PROVIDED DATA>
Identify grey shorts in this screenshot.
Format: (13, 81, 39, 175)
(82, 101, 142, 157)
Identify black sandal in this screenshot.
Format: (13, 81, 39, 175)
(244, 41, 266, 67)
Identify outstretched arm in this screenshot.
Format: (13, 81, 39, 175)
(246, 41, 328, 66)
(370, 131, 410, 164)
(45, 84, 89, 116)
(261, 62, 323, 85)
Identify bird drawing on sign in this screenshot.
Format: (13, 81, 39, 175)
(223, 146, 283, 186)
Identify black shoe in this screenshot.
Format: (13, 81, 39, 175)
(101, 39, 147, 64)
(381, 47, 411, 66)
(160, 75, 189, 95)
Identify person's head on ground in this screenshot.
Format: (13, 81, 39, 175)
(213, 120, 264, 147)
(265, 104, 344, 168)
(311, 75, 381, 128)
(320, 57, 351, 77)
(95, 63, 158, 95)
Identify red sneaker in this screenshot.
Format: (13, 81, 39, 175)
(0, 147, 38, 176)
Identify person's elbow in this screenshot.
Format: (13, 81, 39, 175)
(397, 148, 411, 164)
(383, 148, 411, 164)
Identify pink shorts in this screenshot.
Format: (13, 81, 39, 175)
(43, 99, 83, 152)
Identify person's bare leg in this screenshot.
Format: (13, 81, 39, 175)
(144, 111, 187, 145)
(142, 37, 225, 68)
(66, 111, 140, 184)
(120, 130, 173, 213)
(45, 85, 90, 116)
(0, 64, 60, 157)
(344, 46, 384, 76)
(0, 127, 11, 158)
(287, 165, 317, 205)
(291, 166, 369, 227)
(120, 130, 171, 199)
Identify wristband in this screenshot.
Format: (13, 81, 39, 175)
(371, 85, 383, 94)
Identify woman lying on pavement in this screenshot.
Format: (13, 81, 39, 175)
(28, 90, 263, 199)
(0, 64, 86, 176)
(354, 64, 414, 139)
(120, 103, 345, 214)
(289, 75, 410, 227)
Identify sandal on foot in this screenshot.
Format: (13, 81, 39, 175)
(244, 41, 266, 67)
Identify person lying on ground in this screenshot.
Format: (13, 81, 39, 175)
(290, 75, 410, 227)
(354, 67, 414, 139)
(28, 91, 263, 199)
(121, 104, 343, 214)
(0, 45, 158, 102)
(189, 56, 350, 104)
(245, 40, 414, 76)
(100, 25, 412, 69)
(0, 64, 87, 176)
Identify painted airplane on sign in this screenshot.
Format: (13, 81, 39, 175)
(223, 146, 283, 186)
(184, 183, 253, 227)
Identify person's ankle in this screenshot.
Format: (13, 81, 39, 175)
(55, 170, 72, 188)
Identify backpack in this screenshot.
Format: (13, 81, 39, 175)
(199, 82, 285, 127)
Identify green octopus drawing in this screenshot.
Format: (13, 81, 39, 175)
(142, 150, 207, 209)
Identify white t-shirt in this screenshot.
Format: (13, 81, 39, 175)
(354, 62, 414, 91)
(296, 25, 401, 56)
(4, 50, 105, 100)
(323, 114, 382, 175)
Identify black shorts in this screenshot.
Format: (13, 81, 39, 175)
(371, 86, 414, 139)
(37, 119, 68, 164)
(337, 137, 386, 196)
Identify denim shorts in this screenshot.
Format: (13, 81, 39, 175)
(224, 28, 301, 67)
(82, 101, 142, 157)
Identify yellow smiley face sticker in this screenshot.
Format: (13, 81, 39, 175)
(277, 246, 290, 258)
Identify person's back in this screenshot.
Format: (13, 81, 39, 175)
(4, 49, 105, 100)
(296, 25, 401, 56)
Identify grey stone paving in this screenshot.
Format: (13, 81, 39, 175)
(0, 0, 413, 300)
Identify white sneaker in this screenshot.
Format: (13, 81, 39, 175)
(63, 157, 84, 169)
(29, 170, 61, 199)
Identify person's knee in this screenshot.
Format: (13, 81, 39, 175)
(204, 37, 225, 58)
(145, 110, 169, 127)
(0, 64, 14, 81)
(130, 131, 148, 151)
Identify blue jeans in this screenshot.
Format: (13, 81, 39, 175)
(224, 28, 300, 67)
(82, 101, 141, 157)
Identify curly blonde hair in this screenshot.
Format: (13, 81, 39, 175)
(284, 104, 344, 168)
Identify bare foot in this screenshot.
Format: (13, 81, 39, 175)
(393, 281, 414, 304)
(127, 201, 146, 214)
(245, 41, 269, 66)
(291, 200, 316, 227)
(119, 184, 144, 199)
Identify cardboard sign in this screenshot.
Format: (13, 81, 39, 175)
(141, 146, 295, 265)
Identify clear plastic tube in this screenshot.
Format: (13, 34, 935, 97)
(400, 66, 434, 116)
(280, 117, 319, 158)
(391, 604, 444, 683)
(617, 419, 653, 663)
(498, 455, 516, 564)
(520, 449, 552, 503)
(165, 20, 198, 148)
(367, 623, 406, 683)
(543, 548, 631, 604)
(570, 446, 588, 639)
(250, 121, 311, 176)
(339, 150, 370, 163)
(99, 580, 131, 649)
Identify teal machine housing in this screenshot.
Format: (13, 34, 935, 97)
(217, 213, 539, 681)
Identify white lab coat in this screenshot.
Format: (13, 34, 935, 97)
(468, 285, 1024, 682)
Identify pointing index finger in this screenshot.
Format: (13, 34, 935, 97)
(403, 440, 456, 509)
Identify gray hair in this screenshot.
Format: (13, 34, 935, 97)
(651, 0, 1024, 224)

REQUIRED ACTION> For every entry above, write out an exact copy.

SOLVED EXERCISE>
Identify grey shorts in this screenshot.
Format: (13, 81, 39, 175)
(82, 101, 142, 157)
Identify black sandal in this screenshot.
Format: (13, 81, 39, 175)
(244, 41, 266, 67)
Identify outstretched arm in this screenshot.
Format: (13, 81, 39, 175)
(246, 41, 328, 66)
(370, 131, 410, 164)
(45, 84, 89, 116)
(261, 62, 323, 85)
Identify bird drawing on sign in this screenshot.
Format: (13, 81, 39, 175)
(223, 146, 283, 186)
Identify black shoe in this screenshot.
Format: (13, 81, 39, 175)
(101, 39, 147, 64)
(381, 47, 411, 66)
(160, 75, 189, 95)
Identify person's head on ground in this screenshot.
Format: (13, 81, 39, 175)
(213, 120, 264, 147)
(265, 104, 344, 168)
(311, 75, 381, 128)
(320, 57, 351, 77)
(95, 63, 158, 95)
Identify red sneaker in this screenshot.
Format: (13, 81, 39, 175)
(0, 147, 38, 176)
Identify person's elbow in this screenshot.
Format: (13, 81, 39, 175)
(397, 148, 411, 164)
(383, 148, 411, 164)
Identify pink shorts in this screenshot.
Format: (13, 81, 39, 175)
(43, 99, 83, 152)
Identify person's bare leg in this screenshot.
Format: (13, 81, 39, 175)
(144, 111, 187, 145)
(142, 37, 225, 68)
(66, 111, 140, 184)
(120, 130, 173, 213)
(45, 85, 90, 116)
(0, 64, 60, 157)
(344, 46, 384, 76)
(0, 127, 11, 158)
(287, 165, 317, 205)
(291, 166, 369, 227)
(120, 130, 171, 199)
Identify wristband in this screenshot.
Format: (13, 81, 39, 175)
(371, 85, 383, 94)
Identify woman lying on pavement in this screenshot.
Format: (13, 81, 39, 175)
(28, 90, 263, 199)
(0, 64, 86, 176)
(354, 64, 414, 139)
(120, 103, 345, 214)
(289, 75, 410, 227)
Identify sandal on foot in this screenshot.
Format: (13, 81, 39, 175)
(244, 41, 266, 67)
Identify person lying on ground in this screenshot.
Format: (13, 81, 39, 175)
(290, 75, 410, 227)
(354, 67, 414, 139)
(28, 91, 263, 199)
(121, 104, 343, 214)
(0, 45, 158, 102)
(189, 56, 350, 104)
(245, 40, 414, 76)
(100, 25, 412, 69)
(0, 64, 87, 176)
Identify painted airplane on sign in this screenshot.
Format: (13, 81, 39, 175)
(223, 146, 283, 186)
(184, 183, 253, 227)
Identify person's ankle in this screenshot.
Format: (13, 81, 39, 175)
(55, 170, 72, 188)
Identify backpack in this screenshot.
Format: (13, 81, 39, 175)
(199, 82, 285, 127)
Identify green octopus drawing in this screenshot.
Format: (13, 81, 39, 175)
(142, 150, 207, 209)
Identify white t-shirt in this screenshot.
Format: (13, 81, 39, 175)
(354, 62, 414, 91)
(296, 25, 401, 56)
(4, 50, 105, 100)
(323, 114, 382, 175)
Identify black shorts in this screenshot.
Format: (13, 81, 39, 175)
(371, 86, 414, 139)
(37, 119, 68, 164)
(337, 137, 386, 196)
Identify denim shorts in this screenshot.
Format: (13, 81, 39, 175)
(224, 28, 301, 67)
(82, 101, 142, 157)
Identify yellow smiley face sticker in this screenshot.
Format: (13, 81, 39, 175)
(277, 246, 290, 258)
Identify person's back in this screenshot.
Format: (13, 81, 39, 175)
(4, 49, 105, 100)
(296, 25, 401, 56)
Identify grey stone paving in this screenshot.
Format: (13, 81, 39, 175)
(0, 0, 413, 300)
Identify white sneaker in this screenshot.
Format: (13, 81, 39, 175)
(63, 157, 84, 169)
(29, 170, 61, 199)
Identify person's knee in this screenshot.
Format: (13, 81, 39, 175)
(204, 37, 225, 58)
(145, 110, 169, 127)
(0, 64, 14, 81)
(130, 131, 148, 151)
Identify blue jeans in this screenshot.
Format: (13, 81, 39, 175)
(224, 28, 300, 67)
(82, 101, 141, 157)
Identify curly blonde hair in this screenshot.
Format: (13, 81, 39, 175)
(284, 104, 344, 168)
Identify bare foot in this screenshot.
Format: (13, 81, 39, 175)
(393, 281, 414, 304)
(127, 201, 146, 214)
(245, 41, 269, 66)
(291, 200, 316, 227)
(119, 184, 144, 199)
Identify cardboard sign in this screenshot.
Format: (13, 81, 39, 175)
(141, 146, 295, 265)
Identify clear plastic tube in this screenshot.
Format: (13, 34, 935, 97)
(400, 66, 434, 116)
(280, 117, 319, 158)
(391, 604, 444, 683)
(617, 419, 653, 663)
(498, 455, 516, 564)
(520, 449, 552, 503)
(165, 20, 198, 148)
(367, 623, 406, 683)
(543, 548, 631, 604)
(570, 446, 588, 639)
(250, 121, 311, 176)
(339, 150, 370, 163)
(99, 580, 131, 649)
Identify teal machine housing in this screenshot.
Format: (13, 34, 935, 97)
(217, 213, 539, 681)
Identify white lab coat in this screenshot.
Format: (13, 34, 935, 97)
(468, 285, 1024, 682)
Identify pointing index finger in this screenshot.
Format: (13, 34, 935, 97)
(403, 440, 456, 509)
Identify gray hair in this screenshot.
Format: (13, 34, 935, 97)
(651, 0, 1024, 224)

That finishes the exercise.